Set exercise
Count the lines in the items below that contain the word "work", and reply with the number alone.

— Start Input data —

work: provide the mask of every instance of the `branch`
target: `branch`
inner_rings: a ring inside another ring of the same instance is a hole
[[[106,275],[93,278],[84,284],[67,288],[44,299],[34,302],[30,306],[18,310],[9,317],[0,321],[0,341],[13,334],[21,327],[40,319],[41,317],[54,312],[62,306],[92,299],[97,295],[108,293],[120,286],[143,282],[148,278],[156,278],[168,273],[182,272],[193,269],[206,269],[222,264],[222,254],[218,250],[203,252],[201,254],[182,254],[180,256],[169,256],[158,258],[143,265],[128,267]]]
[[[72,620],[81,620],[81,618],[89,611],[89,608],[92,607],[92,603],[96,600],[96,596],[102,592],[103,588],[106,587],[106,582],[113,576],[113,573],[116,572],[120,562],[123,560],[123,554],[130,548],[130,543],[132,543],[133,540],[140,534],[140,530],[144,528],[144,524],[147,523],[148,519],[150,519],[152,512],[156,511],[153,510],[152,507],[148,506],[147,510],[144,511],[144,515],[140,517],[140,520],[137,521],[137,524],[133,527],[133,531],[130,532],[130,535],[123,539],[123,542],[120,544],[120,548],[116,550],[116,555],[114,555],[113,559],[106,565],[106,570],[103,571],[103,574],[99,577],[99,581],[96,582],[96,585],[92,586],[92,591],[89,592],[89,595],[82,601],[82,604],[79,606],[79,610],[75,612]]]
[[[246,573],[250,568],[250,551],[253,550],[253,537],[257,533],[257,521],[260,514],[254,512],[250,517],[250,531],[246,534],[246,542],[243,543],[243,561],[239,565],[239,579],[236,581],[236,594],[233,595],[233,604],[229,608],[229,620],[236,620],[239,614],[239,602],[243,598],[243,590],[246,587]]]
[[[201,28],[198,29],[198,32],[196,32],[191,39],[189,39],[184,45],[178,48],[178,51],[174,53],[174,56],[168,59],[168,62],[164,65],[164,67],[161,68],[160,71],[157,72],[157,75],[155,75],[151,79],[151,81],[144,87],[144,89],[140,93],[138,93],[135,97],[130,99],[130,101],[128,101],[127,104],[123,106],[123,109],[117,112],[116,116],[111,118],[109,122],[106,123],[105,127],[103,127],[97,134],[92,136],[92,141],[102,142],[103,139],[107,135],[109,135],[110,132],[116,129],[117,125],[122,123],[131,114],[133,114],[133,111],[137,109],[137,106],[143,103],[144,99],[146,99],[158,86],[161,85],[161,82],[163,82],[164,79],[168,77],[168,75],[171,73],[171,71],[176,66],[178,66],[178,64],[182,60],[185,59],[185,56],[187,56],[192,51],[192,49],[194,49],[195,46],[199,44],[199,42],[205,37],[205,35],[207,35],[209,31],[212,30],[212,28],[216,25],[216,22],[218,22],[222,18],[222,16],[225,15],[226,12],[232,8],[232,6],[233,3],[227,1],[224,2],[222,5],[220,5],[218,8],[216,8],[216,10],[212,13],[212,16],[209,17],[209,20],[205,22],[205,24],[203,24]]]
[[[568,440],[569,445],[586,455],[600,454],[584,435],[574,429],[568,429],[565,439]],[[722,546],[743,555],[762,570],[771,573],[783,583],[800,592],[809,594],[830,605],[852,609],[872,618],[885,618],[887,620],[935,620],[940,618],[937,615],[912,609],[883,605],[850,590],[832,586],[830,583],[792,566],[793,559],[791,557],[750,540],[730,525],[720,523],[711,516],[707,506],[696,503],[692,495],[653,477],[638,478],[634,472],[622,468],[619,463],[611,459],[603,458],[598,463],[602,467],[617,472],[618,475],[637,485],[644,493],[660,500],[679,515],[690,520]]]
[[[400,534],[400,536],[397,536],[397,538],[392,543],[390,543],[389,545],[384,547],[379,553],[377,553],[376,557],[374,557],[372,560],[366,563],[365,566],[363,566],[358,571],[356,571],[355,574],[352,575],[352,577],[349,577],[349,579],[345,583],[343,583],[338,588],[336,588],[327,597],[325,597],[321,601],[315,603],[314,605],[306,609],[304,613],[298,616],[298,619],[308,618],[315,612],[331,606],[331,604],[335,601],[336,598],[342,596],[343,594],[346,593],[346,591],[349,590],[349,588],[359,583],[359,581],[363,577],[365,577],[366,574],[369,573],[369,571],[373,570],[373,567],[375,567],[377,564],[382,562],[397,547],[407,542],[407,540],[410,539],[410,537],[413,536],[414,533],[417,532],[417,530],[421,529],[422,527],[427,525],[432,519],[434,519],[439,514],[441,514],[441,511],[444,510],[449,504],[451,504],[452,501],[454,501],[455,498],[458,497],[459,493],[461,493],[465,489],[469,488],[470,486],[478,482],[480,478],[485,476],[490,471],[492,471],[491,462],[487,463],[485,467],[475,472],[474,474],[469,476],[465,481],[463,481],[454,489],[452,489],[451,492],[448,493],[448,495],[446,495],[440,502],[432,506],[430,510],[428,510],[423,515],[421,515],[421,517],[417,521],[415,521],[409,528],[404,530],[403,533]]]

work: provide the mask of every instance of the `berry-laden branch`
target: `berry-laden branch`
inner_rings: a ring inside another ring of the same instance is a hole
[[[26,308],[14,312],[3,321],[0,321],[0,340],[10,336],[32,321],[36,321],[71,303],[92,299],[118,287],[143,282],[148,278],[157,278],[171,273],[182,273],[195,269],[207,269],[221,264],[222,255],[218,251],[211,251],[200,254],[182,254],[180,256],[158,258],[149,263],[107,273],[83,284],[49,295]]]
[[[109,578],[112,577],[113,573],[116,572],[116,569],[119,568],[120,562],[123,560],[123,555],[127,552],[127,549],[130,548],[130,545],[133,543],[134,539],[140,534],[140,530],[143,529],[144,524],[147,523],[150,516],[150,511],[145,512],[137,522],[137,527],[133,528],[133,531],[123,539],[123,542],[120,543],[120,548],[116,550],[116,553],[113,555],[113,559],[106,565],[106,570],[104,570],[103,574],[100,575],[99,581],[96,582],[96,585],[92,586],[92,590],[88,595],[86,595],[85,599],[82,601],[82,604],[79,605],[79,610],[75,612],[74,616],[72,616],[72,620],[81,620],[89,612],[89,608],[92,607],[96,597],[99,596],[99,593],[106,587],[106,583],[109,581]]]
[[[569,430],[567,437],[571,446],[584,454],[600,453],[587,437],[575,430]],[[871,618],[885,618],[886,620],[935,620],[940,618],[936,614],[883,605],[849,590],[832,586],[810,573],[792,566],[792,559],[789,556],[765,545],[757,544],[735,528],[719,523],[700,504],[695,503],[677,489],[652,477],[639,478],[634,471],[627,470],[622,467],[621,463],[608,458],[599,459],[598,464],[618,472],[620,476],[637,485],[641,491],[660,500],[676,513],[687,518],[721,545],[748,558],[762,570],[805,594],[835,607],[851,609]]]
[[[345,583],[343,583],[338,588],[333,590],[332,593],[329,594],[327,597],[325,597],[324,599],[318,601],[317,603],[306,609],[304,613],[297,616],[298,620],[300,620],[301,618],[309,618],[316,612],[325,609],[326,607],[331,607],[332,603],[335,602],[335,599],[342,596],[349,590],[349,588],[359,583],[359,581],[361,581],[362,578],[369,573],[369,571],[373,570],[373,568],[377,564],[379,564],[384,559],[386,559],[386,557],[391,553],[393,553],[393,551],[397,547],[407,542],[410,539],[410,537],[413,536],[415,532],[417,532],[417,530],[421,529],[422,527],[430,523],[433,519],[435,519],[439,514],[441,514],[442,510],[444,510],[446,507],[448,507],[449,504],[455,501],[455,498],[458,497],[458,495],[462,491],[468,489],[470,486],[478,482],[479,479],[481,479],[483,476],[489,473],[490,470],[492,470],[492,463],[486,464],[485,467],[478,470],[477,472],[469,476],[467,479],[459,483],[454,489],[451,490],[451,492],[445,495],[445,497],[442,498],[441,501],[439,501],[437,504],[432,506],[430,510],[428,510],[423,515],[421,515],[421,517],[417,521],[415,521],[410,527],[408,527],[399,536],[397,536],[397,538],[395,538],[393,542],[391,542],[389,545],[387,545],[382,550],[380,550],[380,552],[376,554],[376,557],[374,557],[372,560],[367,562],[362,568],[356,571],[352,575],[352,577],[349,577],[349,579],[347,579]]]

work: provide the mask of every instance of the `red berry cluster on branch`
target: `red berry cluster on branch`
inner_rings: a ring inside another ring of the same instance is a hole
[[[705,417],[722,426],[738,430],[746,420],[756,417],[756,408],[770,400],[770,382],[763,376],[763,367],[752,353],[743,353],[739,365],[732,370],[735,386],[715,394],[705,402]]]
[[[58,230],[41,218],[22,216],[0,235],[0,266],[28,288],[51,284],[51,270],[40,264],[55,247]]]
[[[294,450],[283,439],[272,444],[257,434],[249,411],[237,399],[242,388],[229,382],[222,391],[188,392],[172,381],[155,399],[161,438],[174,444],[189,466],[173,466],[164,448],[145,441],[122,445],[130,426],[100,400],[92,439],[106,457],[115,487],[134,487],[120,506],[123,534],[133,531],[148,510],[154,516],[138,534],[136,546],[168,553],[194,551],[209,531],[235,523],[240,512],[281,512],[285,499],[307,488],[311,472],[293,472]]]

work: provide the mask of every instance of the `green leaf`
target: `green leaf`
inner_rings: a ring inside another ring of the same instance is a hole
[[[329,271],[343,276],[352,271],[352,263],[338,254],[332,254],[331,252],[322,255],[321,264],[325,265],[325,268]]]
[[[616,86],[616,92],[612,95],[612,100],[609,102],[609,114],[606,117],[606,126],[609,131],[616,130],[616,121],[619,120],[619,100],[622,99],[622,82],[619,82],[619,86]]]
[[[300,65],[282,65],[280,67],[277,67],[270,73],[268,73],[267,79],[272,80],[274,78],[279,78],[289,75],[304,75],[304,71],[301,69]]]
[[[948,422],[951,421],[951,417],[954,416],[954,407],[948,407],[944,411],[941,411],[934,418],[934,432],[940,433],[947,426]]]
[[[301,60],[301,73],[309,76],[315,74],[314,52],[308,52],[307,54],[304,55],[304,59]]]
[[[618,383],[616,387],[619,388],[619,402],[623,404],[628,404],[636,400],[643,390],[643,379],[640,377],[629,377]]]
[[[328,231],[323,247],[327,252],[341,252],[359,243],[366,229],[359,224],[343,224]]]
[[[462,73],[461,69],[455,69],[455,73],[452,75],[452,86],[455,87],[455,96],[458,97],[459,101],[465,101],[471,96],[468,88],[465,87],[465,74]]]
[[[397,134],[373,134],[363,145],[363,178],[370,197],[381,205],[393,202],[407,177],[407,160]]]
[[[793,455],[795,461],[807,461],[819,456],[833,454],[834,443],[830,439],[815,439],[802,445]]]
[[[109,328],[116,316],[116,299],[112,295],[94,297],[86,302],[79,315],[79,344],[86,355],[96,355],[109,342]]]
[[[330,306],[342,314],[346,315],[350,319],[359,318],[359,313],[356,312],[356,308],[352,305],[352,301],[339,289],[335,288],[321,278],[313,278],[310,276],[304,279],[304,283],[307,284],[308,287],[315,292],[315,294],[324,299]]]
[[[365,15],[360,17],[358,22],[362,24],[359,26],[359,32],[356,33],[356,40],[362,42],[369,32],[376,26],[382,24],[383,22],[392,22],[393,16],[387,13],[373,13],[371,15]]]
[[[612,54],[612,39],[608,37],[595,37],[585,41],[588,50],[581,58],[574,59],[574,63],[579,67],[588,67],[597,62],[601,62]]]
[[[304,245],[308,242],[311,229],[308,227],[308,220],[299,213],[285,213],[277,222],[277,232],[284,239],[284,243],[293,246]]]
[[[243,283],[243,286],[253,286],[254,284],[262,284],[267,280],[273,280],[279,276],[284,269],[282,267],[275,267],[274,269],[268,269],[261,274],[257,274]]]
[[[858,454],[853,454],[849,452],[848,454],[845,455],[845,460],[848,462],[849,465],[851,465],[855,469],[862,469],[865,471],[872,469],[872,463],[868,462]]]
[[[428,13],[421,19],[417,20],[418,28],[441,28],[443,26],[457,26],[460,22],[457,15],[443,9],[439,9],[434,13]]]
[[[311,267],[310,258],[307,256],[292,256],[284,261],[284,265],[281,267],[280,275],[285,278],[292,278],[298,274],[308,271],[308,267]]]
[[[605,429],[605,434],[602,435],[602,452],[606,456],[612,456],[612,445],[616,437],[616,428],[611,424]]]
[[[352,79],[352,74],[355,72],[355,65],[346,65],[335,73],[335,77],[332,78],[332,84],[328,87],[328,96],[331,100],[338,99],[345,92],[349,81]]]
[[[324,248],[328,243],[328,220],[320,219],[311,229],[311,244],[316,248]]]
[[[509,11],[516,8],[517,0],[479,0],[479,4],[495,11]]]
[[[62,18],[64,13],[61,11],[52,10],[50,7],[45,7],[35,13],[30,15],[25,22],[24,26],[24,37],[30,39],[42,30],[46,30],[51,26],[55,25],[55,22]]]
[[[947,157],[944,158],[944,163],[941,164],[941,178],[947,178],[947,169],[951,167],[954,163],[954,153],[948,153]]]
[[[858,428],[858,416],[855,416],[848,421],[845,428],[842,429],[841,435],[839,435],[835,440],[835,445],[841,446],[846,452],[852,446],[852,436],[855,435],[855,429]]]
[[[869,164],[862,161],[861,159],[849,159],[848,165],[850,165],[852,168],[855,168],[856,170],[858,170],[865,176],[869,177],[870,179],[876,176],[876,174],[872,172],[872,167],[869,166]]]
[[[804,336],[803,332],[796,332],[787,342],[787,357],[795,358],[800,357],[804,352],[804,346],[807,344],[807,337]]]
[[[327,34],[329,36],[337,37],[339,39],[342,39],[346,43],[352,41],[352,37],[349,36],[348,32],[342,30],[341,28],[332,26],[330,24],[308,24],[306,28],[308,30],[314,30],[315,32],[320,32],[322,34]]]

— End Input data —

Final result
4